___ Material provided ___

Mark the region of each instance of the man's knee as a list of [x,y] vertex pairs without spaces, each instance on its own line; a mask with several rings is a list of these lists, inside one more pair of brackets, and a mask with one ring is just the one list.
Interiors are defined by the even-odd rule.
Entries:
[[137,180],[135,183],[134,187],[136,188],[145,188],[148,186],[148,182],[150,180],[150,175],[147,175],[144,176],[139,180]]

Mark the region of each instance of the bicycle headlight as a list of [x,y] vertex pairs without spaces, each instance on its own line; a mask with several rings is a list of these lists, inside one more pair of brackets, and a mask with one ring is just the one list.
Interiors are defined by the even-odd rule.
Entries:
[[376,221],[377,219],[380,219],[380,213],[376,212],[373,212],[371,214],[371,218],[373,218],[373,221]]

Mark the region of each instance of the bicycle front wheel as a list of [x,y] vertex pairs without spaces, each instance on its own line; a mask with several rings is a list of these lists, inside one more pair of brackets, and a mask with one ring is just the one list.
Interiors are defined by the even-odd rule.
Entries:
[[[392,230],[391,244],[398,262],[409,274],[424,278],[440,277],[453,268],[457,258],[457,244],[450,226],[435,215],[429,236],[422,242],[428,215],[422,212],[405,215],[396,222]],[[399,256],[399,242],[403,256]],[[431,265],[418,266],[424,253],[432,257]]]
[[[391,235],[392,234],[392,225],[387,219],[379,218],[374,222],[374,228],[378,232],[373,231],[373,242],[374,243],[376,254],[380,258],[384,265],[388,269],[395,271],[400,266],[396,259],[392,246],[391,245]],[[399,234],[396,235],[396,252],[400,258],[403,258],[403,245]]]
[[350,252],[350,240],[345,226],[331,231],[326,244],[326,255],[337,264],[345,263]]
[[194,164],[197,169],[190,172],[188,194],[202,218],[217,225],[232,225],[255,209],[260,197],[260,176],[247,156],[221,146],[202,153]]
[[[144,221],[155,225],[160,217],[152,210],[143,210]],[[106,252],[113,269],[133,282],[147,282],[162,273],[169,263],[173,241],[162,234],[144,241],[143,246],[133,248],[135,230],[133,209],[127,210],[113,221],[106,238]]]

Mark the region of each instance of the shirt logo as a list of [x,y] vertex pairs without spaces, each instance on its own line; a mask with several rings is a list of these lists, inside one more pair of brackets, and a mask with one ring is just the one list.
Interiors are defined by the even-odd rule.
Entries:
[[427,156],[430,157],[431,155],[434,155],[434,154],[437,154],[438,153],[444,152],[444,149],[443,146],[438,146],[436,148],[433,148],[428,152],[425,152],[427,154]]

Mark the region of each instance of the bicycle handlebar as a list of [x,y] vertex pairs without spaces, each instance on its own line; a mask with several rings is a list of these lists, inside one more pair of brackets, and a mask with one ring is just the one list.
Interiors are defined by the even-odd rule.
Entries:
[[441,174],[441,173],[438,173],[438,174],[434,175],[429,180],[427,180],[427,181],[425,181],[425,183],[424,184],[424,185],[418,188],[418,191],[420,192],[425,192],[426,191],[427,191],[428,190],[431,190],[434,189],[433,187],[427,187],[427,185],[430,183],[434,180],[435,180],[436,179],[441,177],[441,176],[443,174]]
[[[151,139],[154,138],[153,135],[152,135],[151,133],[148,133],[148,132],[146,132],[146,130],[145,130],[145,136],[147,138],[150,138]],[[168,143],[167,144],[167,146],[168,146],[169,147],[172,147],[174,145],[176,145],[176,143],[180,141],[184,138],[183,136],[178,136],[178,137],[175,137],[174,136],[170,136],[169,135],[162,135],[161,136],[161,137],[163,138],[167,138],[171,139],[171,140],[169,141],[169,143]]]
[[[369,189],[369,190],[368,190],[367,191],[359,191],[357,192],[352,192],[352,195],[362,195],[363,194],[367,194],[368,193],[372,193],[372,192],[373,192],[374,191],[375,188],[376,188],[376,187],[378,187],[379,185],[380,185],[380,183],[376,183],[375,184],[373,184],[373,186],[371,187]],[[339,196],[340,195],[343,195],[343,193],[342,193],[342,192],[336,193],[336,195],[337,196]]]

___

Written instruction:
Give all the records again. Match them exactly.

The answer:
Mark the region of each instance of the man's knee as a list of [x,y] vertex pairs without spaces, each instance on its own line; a mask with several rings is a list of these lists, inside one more pair of brackets, and a mask with one ring is just the one list.
Interiors are defined by the even-odd rule.
Entries:
[[137,180],[135,183],[134,187],[136,188],[145,188],[148,186],[148,182],[150,180],[150,175],[147,175],[144,176],[139,180]]

Mark the region of each instance of the bicycle headlight as a list of [x,y] vertex pairs without spaces, each instance on its own line; a mask with several rings is a list of these lists, inside one more pair of brackets, and a mask with one ring is just the one list.
Interiors are defined by the even-odd rule.
Entries:
[[376,221],[377,219],[380,219],[380,213],[376,212],[373,212],[371,214],[371,218],[373,218],[373,221]]

Mark the region of each instance of the bicycle front wheel as a list of [x,y] vertex pairs without spaces, each instance on its own line; a mask with several rings is a list of these lists, inside one more pair of brackets, and a mask with one ring is just the one list.
Interiors are defined by the even-odd rule.
Entries:
[[[392,230],[391,244],[398,262],[409,274],[424,278],[440,277],[453,268],[457,258],[457,244],[450,226],[435,215],[429,236],[422,242],[428,215],[422,212],[405,215],[396,222]],[[399,256],[399,242],[403,256]],[[431,265],[418,266],[424,253],[432,257]]]
[[[391,235],[392,234],[392,225],[387,219],[379,218],[374,222],[374,228],[378,232],[373,231],[373,242],[374,243],[376,254],[380,258],[384,265],[388,269],[395,271],[400,266],[396,259],[392,246],[391,245]],[[399,234],[396,235],[396,252],[400,258],[403,258],[403,245]]]
[[350,252],[350,240],[345,226],[331,231],[326,244],[326,255],[337,264],[345,263]]
[[194,164],[197,169],[190,172],[188,194],[202,218],[217,225],[232,225],[255,209],[260,197],[260,176],[247,156],[221,146],[202,153]]
[[[144,221],[155,225],[160,217],[152,210],[143,210]],[[106,252],[113,269],[133,282],[147,282],[162,273],[169,263],[173,241],[162,234],[144,241],[143,246],[133,248],[135,230],[133,209],[127,210],[113,221],[106,238]]]

Mark the region of each instance of the shirt logo as a list of [x,y] vertex pairs without spaces, each instance on its own line; a mask with several rings is a list of these lists, inside one more pair of brackets, and a mask with one ring is just the one list.
Interiors are defined by the even-odd rule.
Entries:
[[427,156],[430,157],[431,155],[434,155],[434,154],[437,154],[438,153],[444,152],[444,149],[443,146],[438,146],[436,148],[433,148],[428,152],[425,152],[427,154]]

Mark the region of each instance of the bicycle handlebar as a list of [x,y] vertex pairs without spaces, each instance on its own line; a mask with several rings is a list of these lists, inside one more pair of brackets, and a mask with one ring is just the one list.
Interiors are defined by the even-odd rule.
Entries:
[[441,174],[441,173],[438,173],[438,174],[434,175],[429,180],[427,180],[427,181],[425,181],[425,183],[424,184],[424,185],[418,188],[418,191],[420,192],[425,192],[426,191],[427,191],[428,190],[431,190],[434,189],[433,187],[427,187],[427,185],[430,183],[434,180],[435,180],[436,179],[441,177],[441,176],[443,174]]
[[[151,139],[154,138],[153,135],[152,135],[151,133],[148,133],[148,132],[146,132],[146,130],[145,130],[145,136],[147,138],[150,138]],[[168,143],[167,144],[167,146],[168,146],[169,147],[172,147],[174,145],[176,145],[176,143],[180,141],[184,138],[183,136],[178,136],[178,137],[175,137],[174,136],[170,136],[169,135],[162,135],[161,136],[161,137],[163,138],[167,138],[171,139],[171,140],[169,141],[169,143]]]
[[[369,189],[369,190],[368,190],[367,191],[359,191],[357,192],[352,192],[352,195],[362,195],[363,194],[367,194],[368,193],[372,193],[372,192],[373,192],[374,191],[375,188],[376,188],[376,187],[378,187],[379,185],[380,185],[380,183],[376,183],[375,184],[373,184],[373,186],[371,187]],[[339,196],[340,195],[343,195],[343,193],[342,193],[342,192],[336,193],[336,195],[337,196]]]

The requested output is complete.